━━━ RECORDS PROVIDED ━━━

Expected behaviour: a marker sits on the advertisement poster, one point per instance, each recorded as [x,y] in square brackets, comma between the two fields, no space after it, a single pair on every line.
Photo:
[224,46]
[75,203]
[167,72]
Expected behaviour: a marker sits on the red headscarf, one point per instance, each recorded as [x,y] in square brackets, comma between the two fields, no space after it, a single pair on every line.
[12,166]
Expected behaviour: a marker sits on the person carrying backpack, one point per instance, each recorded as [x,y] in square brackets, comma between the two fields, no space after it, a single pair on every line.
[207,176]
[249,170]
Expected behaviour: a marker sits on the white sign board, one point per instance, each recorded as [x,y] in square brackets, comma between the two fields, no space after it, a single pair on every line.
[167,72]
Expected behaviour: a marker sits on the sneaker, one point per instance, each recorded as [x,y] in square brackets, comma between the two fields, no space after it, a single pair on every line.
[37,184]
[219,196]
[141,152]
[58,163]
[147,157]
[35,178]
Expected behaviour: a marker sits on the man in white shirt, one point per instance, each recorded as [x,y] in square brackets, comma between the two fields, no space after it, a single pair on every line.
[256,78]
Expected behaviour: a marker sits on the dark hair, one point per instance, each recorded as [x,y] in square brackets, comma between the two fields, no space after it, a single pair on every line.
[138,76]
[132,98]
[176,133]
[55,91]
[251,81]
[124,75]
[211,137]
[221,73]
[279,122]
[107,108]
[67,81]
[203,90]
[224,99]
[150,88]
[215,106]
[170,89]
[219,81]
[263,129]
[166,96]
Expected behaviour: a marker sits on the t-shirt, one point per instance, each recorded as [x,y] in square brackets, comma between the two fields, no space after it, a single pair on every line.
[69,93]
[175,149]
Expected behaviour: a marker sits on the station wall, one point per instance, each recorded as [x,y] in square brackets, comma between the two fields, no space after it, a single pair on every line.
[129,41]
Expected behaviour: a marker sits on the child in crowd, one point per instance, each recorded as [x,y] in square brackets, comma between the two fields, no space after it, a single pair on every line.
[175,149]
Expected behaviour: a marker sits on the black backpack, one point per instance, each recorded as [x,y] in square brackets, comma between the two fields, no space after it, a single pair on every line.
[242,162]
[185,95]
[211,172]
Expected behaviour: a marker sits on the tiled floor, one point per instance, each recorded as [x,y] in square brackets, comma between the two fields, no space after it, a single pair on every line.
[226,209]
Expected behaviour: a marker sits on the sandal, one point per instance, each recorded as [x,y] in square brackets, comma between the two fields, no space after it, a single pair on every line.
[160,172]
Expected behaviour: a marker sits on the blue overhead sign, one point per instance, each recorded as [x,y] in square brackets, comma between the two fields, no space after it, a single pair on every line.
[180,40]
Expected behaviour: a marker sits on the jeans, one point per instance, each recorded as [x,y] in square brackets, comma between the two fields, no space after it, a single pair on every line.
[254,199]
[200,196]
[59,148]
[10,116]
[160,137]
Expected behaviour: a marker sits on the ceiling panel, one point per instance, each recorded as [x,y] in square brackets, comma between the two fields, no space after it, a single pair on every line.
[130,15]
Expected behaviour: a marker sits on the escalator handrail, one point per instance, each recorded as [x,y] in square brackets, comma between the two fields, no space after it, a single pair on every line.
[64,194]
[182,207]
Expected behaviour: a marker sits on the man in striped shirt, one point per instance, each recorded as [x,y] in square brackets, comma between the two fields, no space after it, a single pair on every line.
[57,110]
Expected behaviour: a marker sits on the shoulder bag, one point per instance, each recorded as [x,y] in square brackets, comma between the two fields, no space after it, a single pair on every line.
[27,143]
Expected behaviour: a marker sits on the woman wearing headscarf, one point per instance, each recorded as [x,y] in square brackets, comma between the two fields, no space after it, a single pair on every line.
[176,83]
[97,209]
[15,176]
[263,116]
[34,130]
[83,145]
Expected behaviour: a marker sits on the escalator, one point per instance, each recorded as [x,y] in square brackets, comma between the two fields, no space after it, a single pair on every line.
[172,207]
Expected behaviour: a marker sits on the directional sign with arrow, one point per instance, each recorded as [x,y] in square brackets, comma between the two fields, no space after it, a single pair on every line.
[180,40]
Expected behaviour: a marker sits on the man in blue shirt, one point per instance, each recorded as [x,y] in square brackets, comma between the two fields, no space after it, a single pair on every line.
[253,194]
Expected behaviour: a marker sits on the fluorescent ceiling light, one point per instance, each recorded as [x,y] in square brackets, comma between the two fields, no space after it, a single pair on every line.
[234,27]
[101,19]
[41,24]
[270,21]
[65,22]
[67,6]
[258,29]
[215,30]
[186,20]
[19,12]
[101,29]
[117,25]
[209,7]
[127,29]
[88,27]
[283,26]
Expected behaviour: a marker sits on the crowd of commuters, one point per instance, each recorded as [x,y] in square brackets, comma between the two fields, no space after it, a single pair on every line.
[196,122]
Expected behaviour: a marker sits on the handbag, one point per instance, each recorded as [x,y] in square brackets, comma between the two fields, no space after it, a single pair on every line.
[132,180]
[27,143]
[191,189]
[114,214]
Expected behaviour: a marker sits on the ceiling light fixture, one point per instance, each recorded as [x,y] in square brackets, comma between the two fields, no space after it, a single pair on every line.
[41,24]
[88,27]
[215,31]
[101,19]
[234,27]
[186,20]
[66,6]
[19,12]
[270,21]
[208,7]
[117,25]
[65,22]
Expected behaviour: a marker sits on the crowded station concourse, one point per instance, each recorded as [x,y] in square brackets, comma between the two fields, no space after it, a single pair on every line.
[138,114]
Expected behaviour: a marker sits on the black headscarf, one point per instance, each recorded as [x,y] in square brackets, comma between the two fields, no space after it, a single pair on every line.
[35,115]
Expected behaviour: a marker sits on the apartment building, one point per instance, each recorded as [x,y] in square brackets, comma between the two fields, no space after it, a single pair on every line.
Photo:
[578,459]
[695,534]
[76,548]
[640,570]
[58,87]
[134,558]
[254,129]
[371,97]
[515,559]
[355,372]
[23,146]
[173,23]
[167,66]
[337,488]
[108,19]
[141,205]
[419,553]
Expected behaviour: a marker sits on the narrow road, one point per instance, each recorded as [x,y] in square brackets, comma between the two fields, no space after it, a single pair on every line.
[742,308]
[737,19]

━━━

» TASK INSTRUCTIONS: Could you turn every item above into a two-column CSV with the headers "prompt" and "points", one row per item? Put the item's text and its answer each in a single quoted field, with line breaks replaced by spaces.

» RESPONSE TO THIS EXERCISE:
prompt,points
"Expected behaviour: a marker sits on the advertisement poster, one point per instance, each recorded as [x,y] in square brackets, comma between the two fields, no space after it, a single pair on every line. Photo:","[224,46] [75,203] [167,72]"
"Expected behaviour: a marker sits on the red headscarf, one point per instance, each recorded as [x,y] in square brackets, comma between the two fields, no space after it, a single pair on every line.","[12,166]"
"Expected behaviour: a marker sits on the person carrying backpack, one point per instance, each recorded as [x,y] in square brackets, comma between the two fields, no space after it, a single pair on every line.","[207,176] [249,170]"
"Expected behaviour: a marker sits on the white sign board, one point per instance, each recorded as [x,y] in square brackets, comma between the two fields, no space after it, a single pair on every line.","[167,72]"
"Expected behaviour: a marker sits on the sneaker, one point per instance, each recorded as [x,y] in square brackets, comma between the two fields, no space after it, a single pair on every line.","[37,184] [219,196] [141,152] [58,163] [147,157] [35,178]"
"Expected behaviour: a marker sits on the man in white shirt, one point per instance, each recorded as [x,y] in square brackets, comma between the two fields, no space after it, a single pair on every line.","[256,78]"
"Expected behaviour: a marker sits on the dark hair, one point per instance, each recorded as [x,y] in square brackets, comma between the two fields, no space after it, a single pair on every line.","[138,76] [132,98] [176,133] [55,91] [251,81] [124,75] [211,137] [221,73] [279,122] [107,108] [67,81] [203,90] [224,99] [150,88] [215,106] [170,89] [219,81] [263,129] [166,96]"
"Expected behaviour: a marker sits on the t-shirt, one point per instance, each recorded as [x,y] in square brackets, comma between the two fields, no space after it, a single pair on every line.","[69,93] [175,149]"
"Expected behaviour: a marker sits on the station wall, one point per instance, each recorded as [x,y] in square brackets, comma between the two fields, no space after it, a single pair on every line.","[129,41]"
"Expected behaviour: a marker sits on the child in crowd, one point per instance, each recorded as [x,y] in square brackets, comma between the two fields, no space after it, a single pair on every line.","[175,149]"
"Expected behaviour: a marker sits on the black backpack, one point per instance, each recorded as [x,y] in square brackets, comma between the two fields, no space after it, a single pair on every line.","[242,162] [185,95] [211,172]"
"Expected behaviour: a marker sits on the tiled floor, one point per instance, each recorded as [x,y] in square brackets, comma between the two fields, no space after it, a single pair on every line.","[226,209]"
"Expected behaviour: a marker sits on the sandal, one point per instance, each recorded as [x,y] in square brackets, comma between the two fields, no space after it, a single pair on every line.","[160,172]"
"Expected behaviour: a marker sits on the blue overhead sign, one point per instance, each recorded as [x,y] in square brackets, comma between the two fields, no space after it, a single pair on every line.","[180,40]"
"Expected behaviour: a marker sits on the jeans, one point per instance, each recorded as [x,y] in square brackets, comma between the two fields, no space after it, a single pair on every line.","[254,199] [200,196] [59,148] [10,116] [160,137]"
"Expected behaviour: a marker sits on the ceiling panel, one point per instance, each recorded as [x,y] in square brackets, comma between the two fields, no space after it, a single pair on every line.","[130,15]"
"Expected behaviour: a marker sits on the escalator handrail, one point per instance, each recorded as [x,y] in square brackets, comma between the two fields, no space after it, a single pair on every line.","[64,194] [182,207]"
"Expected behaviour: a marker sits on the man in striped shirt, one point per instance, each recorded as [x,y] in square brackets, comma between the two fields, no space after it, a single pair on every line.","[57,110]"
"Expected behaviour: a marker sits on the shoulder bag, one point per instance, each recorded as [x,y] in square brackets, comma between the two fields, no space after it, a single pair on every line.","[27,143]"
"Expected behaviour: a marker sits on the woman wearing headscarf, one point per instance, each recorded as [x,y] in square brackets, comma between the two fields, no space after it, a single pair on every line.","[176,83] [97,209] [15,176] [263,116] [34,130] [83,145]"
"Expected behaviour: a marker sits on the escalator, one point per instance, each recorded as [x,y] in square brackets, comma between the two fields, no space after it, a single pair on every line.","[172,207]"
"Expected behaviour: a marker sits on the directional sign with arrow, one point per instance, each recorded as [x,y] in square brackets, comma between the two fields, no space after it, a single pair on every line.","[180,40]"
"Expected behaviour: a marker sits on the man in blue shirt, one point per instance, each recorded as [x,y] in square brackets, comma between the two fields, no space after it, a single pair on every line.","[253,194]"
"Expected behaviour: a marker sits on the fluorescent ceiling light, one point per instance, each recorded as [x,y] in square brackets, comma between the two fields, no space after it, a single pair on every line.","[234,27] [101,19] [41,24] [270,21] [65,22] [67,6] [258,29] [215,30] [186,20] [19,12] [101,29] [117,25] [209,7] [127,29] [88,27] [283,26]"
"Expected behaviour: a marker sits on the crowd of commuters, one point per instance, each recorded as [x,y] in square brackets, comma between the two fields, no space after it, a single pair on every line.","[196,122]"
"Expected behaviour: a marker sits on the handbag, one point per instance, each recorded as [x,y] in square brackets, comma between the two fields, no space after it, a single pair on every line.","[132,180] [27,143] [191,189] [114,214]"
"Expected behaviour: a marker sits on the ceiling light fixture, one point per instance, each recorded as [x,y] in square brackets, comma between the two fields, no space after it, a single pair on every line.","[41,24] [88,27] [215,31] [101,19] [234,27] [186,20] [66,6] [19,12] [270,21] [208,7] [117,25] [65,22]"
"Expected behaviour: a marker sits on the crowded station concourse, one point per instance, each recorded as [x,y] in square brackets, comma between the two fields, no space after it, a single pair on every line.","[138,114]"
"Expected behaviour: a marker sits on the black headscarf, one point per instance, each recorded as [x,y] in square brackets, comma between the two fields, no space after it, a single pair on every line.","[35,115]"
"Expected behaviour: a marker sits on the apartment building, one point per instance, each recorded as [x,y] in square brackets, comma between the two fields, no space after it, a single pair on every line. Photo:","[578,459] [695,534] [76,548] [640,570] [58,87] [134,558] [254,129] [371,97] [515,559] [355,372] [23,146] [173,23] [167,66] [337,488] [108,19] [141,205] [419,553]"
"Expected behaviour: a marker sits on the narrow road, one point per instance, each recorded as [x,y] in square brackets, comma between the two fields, no space after it, a single pair on every line.","[742,308] [737,19]"